Activity
Whatever runs from the line with "Where can the silver" to the end of the records below must be copied exactly, with nothing else included.

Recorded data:
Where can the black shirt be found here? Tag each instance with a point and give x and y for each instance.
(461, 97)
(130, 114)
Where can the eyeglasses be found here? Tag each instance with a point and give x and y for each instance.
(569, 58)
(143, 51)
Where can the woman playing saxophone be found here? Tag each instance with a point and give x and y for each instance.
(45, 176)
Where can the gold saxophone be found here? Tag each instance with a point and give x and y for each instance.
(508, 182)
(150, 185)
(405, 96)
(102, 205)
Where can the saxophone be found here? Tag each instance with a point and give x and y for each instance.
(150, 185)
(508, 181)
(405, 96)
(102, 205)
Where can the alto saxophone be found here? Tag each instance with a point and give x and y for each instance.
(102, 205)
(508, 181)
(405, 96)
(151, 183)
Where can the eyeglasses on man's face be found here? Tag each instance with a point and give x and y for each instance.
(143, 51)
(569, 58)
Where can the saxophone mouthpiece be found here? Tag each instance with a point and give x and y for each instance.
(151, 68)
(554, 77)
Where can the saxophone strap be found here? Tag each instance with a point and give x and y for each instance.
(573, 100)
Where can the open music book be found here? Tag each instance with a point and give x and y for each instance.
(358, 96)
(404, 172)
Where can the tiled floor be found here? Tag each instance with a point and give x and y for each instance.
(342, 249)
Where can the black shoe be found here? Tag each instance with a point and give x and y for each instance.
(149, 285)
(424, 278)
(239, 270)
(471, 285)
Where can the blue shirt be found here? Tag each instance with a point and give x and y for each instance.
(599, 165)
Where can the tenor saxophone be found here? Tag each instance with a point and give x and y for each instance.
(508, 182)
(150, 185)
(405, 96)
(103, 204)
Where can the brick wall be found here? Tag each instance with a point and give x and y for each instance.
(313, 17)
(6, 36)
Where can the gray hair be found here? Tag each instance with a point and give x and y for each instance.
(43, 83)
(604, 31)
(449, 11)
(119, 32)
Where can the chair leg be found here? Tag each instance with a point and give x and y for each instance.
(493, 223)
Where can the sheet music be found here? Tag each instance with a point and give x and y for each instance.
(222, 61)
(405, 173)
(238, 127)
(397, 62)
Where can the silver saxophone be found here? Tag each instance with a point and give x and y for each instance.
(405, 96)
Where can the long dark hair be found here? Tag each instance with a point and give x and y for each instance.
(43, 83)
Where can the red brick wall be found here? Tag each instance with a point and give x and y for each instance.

Response to the exercise
Where can the silver saxophone be found here? Tag each instance with a point and give x and y for each instance.
(405, 96)
Where can the long dark hair be found here? Tag each instance with a point and give x and y for each instance.
(43, 83)
Where can the red brick wall be found here? Tag each instance with a point and give x and y for each instance.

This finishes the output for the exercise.